> TASK MATERIAL:

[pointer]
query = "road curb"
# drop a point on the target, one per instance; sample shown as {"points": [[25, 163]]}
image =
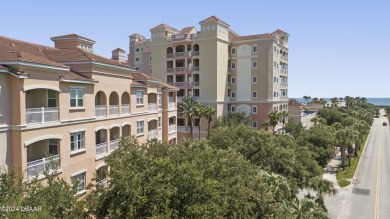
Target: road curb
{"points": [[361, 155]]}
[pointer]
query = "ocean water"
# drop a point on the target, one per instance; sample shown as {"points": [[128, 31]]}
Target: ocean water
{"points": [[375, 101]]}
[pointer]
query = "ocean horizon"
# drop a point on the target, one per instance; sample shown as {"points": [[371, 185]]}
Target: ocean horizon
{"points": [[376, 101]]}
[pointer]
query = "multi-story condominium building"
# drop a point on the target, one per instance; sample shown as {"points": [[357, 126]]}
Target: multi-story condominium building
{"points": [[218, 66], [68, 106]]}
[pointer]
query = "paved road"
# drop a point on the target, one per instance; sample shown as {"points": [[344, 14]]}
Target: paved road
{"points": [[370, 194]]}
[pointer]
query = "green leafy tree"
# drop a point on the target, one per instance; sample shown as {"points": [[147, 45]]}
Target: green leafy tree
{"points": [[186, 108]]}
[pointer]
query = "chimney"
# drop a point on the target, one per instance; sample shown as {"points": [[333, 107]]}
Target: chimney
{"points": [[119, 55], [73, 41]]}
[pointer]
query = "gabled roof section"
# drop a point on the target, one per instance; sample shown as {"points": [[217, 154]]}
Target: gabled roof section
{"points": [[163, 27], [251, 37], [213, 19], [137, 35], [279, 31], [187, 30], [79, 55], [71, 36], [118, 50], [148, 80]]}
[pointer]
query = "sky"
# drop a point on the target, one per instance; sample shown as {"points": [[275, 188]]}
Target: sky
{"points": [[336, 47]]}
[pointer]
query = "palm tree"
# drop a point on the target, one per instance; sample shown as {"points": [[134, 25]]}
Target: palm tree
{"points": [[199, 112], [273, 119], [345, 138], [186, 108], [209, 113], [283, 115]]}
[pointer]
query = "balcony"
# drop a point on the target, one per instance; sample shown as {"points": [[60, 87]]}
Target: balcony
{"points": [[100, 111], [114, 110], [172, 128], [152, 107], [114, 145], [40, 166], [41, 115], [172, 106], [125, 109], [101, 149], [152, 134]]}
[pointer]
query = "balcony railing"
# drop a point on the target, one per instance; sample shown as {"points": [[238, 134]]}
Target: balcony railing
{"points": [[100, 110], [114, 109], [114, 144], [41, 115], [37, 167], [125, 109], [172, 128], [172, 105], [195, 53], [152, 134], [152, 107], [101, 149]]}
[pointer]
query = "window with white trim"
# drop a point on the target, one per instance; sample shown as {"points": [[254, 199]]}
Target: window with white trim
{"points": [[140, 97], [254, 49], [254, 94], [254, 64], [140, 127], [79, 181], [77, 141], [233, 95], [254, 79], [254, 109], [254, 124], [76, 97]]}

* * *

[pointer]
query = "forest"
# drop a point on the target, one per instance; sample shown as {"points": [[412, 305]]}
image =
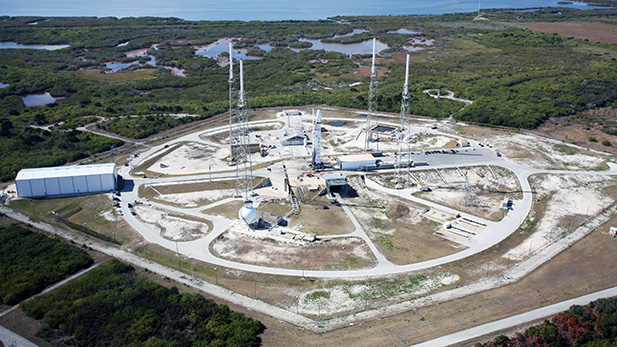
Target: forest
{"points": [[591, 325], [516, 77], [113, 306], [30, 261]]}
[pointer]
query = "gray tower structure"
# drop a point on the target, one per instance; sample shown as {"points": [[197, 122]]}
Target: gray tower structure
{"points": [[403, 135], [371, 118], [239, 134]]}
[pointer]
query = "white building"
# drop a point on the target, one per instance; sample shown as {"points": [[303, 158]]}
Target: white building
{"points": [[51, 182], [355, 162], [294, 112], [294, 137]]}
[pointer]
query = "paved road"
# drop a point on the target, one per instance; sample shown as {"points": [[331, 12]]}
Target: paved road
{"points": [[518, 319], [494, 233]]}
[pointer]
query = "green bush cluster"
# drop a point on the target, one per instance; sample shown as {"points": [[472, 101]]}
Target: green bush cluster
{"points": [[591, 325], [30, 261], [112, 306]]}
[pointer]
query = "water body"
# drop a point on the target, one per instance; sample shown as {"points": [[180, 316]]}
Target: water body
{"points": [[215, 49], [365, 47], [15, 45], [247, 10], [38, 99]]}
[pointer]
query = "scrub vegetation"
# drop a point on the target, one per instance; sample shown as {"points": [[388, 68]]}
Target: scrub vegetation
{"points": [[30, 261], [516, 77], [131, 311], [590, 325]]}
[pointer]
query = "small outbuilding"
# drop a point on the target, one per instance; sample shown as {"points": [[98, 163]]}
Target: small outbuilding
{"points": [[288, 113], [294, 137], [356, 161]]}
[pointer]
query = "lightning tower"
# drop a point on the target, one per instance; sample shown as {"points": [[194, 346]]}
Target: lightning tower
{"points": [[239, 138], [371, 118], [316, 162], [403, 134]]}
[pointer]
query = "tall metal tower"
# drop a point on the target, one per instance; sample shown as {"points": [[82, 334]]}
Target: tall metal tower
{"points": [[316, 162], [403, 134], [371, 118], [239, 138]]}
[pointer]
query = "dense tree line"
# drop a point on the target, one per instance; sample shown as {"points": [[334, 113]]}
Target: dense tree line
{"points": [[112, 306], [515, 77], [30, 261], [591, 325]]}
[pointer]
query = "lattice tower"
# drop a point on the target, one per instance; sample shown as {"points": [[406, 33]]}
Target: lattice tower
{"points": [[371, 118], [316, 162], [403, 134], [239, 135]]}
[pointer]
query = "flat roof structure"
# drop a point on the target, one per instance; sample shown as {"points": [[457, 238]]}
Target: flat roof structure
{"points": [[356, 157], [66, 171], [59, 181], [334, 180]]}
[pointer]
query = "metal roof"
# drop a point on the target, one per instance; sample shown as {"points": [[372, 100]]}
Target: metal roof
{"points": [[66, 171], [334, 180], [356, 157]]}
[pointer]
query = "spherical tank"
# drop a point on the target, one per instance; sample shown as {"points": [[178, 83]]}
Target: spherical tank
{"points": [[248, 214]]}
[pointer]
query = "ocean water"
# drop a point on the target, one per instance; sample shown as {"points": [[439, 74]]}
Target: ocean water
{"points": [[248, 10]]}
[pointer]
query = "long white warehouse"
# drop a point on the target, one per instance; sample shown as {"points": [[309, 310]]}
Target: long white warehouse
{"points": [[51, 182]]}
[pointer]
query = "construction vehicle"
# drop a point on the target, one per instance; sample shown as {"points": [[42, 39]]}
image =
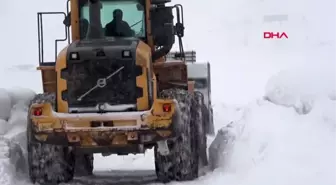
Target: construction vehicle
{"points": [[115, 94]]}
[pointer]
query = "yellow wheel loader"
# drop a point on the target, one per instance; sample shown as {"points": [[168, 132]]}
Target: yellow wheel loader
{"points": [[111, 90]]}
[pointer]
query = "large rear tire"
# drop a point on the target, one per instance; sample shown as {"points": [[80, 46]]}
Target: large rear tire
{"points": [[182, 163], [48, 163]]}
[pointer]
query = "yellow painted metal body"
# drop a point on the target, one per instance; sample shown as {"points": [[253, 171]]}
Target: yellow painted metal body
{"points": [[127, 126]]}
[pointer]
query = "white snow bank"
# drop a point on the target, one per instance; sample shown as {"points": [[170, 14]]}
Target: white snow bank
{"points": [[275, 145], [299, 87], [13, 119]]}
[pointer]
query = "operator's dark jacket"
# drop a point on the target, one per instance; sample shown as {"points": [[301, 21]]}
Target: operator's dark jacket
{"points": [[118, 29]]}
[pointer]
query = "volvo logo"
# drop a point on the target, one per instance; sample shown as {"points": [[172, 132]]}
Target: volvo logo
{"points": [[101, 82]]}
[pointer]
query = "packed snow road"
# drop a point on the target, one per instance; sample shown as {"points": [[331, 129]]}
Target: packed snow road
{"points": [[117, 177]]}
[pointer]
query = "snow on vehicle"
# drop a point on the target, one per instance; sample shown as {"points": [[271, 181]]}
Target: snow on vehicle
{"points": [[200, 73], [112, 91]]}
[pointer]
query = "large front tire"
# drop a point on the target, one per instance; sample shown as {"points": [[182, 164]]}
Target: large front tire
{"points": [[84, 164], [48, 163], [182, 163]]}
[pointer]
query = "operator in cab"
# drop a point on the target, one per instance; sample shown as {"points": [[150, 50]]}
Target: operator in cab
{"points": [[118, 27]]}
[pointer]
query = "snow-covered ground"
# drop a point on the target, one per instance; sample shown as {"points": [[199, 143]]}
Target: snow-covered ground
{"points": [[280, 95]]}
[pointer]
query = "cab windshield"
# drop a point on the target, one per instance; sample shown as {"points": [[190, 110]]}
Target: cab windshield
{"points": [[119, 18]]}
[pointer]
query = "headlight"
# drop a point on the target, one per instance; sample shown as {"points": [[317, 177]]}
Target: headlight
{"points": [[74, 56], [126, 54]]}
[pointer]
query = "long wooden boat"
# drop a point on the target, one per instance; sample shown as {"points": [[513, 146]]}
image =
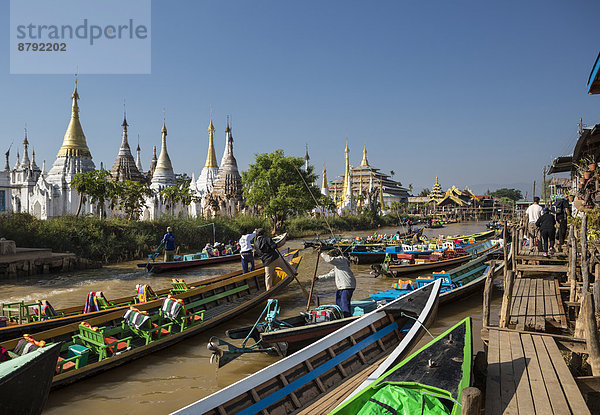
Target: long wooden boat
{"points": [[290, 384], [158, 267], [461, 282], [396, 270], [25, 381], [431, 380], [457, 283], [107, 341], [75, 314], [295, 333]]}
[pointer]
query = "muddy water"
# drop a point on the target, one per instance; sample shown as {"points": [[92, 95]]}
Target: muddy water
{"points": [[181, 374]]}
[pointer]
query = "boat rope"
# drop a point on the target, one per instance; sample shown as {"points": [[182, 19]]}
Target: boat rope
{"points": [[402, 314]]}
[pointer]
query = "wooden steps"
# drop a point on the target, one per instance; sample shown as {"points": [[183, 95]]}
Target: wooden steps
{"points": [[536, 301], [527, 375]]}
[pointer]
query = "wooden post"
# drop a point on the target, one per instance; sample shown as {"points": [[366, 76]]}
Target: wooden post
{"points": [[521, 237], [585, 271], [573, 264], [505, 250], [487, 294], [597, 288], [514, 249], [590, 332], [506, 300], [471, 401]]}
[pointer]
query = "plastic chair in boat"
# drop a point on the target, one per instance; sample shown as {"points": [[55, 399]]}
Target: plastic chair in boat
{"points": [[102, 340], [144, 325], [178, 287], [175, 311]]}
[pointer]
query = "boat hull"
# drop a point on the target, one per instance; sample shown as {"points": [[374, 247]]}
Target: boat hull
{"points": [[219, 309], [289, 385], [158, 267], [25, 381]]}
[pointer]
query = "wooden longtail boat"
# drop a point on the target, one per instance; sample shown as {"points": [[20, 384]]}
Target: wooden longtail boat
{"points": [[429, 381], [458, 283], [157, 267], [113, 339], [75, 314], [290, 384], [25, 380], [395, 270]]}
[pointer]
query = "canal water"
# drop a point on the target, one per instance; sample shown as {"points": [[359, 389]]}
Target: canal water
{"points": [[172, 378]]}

> WHAT THIS TASK INVOLVES: How many lines in the data above contain the word "cluster"? Give only the number.

> RESULT FOR THIS TASK: 2